▶ _TRECHO DO DOCUMENTO_:
========================================================================

Além do tamanho das telas, o próprio modelo de design dos produtos para mobile reduzem a relativa flexibilidade da navegação na web. As políticas tarifárias das operadoras, por sua vez, acabam estimulando o uso restrito a plataformas de oligopólios.
“A garantia de conexão com qualidade, gratuita e neutra (sem privilegiar esse ou aquele aplicativo) é muito importante. Se ignoramos essa condição técnica, vamos segregar e excluir”, avalia o coordenador de educação do Instituto Alana. “As vulnerabilidades relacionadas a renda, escolaridade e assistência à saúde influem nas condições de se apropriar de forma crítica. Por isso a importância de acesso de qualidade e livre, para escolhas conscientes”, enfatiza.
“Com a tecnologia, temos oportunidades de horários escolares mais flexíveis, melhoria do sono, liberação de tempo para atividade física e vários outros benefícios”, reconhece Fernando Louzada.
“Se não houvesse liberdade no acesso, não teríamos chefes de cozinha com nove anos”, menciona Patrícia Peck. “Toda tecnologia, até uma tesoura, tem algum risco. O problema é quando pais e educadores atribuem uma capacidade irreal de autoaprendizado à criança. É fato que só se aprende usando, mas sempre com uso orientado e limites de tempo. O aprendizado sem supervisão e crítica não contribui para um uso ético, seguro e sustentável”, argumenta.
“Os educadores precisam entender e orientar o uso da tecnologia com intencionalidade pedagógica”, resume o coordenador de educação Gabriel Salgado. Ele avalia que o uso impróprio é um risco generalizado, agravado por atividades comuns a praticamente todas as grandes plataformas. “Mas, quando olhamos efeitos de uso desenfreado, percebemos que são acentuados entre os mais vulneráveis. Há dificuldades estruturais para as famílias e para os próprios educadores estabelecerem a mediação pedagógica”, reconhece.

========================================================================

[Dados de apontamento baseados em imagens]
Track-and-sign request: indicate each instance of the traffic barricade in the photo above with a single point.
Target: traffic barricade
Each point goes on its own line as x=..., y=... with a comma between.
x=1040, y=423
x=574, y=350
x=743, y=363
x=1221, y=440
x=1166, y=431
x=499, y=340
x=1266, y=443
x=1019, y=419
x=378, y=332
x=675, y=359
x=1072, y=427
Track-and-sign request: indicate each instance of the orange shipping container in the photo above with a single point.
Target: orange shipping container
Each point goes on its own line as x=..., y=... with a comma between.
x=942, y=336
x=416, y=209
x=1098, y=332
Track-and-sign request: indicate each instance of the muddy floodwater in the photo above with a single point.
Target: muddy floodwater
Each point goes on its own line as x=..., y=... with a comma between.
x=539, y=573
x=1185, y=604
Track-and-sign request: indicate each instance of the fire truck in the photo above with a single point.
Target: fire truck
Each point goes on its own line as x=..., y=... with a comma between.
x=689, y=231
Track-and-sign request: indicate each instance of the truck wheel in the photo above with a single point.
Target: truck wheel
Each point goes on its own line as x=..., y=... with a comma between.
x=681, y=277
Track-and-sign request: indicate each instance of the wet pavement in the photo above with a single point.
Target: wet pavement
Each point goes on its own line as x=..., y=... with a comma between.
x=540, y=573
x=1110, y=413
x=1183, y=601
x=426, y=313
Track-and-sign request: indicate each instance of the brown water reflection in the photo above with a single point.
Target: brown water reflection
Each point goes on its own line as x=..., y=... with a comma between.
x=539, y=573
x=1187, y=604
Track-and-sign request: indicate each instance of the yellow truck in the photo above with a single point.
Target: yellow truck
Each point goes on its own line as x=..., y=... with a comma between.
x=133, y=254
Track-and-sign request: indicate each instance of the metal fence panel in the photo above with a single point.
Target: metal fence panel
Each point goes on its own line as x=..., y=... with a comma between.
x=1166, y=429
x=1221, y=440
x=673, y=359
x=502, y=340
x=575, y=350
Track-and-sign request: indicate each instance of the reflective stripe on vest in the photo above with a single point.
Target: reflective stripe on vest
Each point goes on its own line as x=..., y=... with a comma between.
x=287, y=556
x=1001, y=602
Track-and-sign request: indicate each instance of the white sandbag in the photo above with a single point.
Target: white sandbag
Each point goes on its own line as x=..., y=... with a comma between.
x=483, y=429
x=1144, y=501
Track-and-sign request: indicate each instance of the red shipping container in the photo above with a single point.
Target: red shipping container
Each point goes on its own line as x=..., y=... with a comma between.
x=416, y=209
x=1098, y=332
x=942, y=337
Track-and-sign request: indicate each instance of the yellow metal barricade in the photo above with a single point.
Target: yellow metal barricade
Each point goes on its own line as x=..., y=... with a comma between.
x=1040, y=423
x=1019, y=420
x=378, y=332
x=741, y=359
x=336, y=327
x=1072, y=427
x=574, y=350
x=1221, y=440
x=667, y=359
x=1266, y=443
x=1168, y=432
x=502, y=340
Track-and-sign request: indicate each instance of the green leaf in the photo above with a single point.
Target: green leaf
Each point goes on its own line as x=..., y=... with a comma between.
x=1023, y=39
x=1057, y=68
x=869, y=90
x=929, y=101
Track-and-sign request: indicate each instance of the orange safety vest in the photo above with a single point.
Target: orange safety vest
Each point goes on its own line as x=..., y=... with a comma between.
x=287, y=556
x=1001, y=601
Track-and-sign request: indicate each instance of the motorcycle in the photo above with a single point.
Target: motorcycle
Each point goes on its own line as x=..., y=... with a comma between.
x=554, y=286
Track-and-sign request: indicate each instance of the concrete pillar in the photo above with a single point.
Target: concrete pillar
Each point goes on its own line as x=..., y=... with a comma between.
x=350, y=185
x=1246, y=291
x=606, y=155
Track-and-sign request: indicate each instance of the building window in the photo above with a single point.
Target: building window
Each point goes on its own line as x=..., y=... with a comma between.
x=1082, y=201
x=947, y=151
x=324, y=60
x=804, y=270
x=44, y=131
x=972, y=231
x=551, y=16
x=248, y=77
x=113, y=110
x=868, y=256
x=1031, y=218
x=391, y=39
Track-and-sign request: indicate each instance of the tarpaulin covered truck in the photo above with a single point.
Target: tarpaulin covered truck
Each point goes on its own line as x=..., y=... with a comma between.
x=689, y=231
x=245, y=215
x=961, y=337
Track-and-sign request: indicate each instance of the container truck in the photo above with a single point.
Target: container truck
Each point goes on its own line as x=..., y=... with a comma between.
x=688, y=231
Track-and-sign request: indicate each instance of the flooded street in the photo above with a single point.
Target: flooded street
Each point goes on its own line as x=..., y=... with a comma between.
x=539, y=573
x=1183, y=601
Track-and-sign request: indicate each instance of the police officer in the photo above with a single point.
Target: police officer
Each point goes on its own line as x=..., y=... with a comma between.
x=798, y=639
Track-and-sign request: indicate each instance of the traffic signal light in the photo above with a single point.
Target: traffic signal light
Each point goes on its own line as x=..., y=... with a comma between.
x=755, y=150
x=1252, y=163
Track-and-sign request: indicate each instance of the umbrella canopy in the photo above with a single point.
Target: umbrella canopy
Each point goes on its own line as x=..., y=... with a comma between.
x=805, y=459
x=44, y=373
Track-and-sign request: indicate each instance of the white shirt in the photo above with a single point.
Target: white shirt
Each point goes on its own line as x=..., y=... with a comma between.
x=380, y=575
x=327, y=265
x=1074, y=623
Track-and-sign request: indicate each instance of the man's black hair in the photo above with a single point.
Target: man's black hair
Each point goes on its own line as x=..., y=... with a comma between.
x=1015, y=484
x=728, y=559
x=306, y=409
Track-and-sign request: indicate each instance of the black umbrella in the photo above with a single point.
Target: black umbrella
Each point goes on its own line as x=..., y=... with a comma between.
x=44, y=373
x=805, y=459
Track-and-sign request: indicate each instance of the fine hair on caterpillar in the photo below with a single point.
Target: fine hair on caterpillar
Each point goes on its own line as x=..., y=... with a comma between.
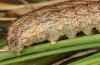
x=54, y=21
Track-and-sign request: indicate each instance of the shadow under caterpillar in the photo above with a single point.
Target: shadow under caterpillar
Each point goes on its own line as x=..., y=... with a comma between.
x=53, y=21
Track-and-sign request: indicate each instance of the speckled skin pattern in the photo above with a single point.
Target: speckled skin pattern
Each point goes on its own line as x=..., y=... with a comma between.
x=51, y=22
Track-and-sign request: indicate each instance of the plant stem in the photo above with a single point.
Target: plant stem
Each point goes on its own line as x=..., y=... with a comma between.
x=59, y=44
x=88, y=60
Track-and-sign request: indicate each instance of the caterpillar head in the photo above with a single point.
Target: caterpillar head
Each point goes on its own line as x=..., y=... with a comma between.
x=18, y=37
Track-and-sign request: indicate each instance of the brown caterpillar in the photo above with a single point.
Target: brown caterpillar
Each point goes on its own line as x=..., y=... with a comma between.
x=51, y=22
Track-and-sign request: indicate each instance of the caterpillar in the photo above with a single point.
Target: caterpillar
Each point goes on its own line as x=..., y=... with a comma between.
x=54, y=21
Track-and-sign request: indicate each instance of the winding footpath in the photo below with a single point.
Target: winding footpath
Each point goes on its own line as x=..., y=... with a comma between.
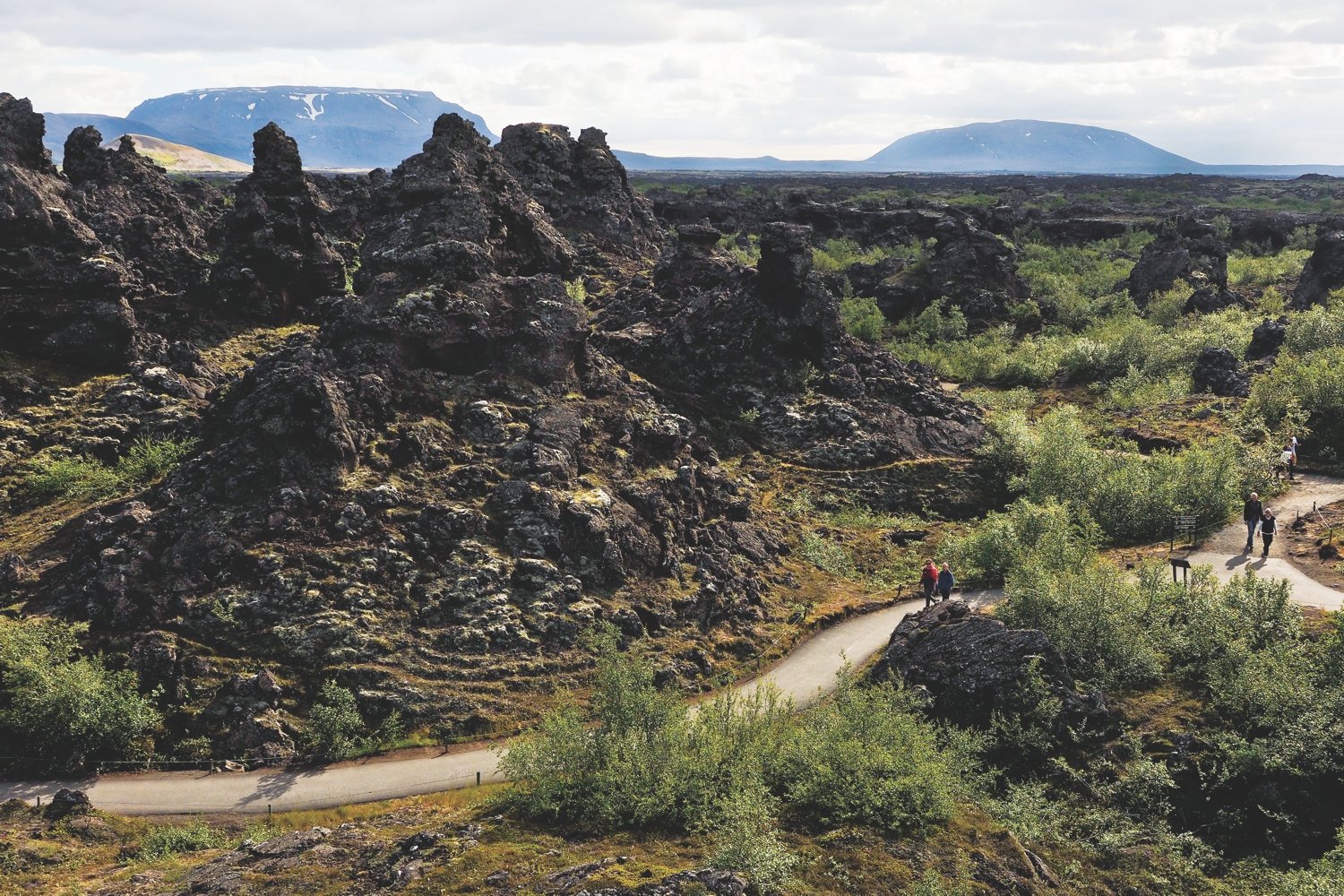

========================================================================

▶ _SEU OBJETIVO_:
Pode reproduzir o trecho do texto sobre o acesso de crianças à internet, começando em "Além do tamanho" e terminando em "plataformas de oligopólios.", trocando "operadoras" por "empresas de telefonia"?

▶ _RESPOSTA DA TAREFA_:
Além do tamanho das telas, o próprio modelo de design dos produtos para mobile reduzem a relativa flexibilidade da navegação na web. As políticas tarifárias das empresas de telefonia, por sua vez, acabam estimulando o uso restrito a plataformas de oligopólios.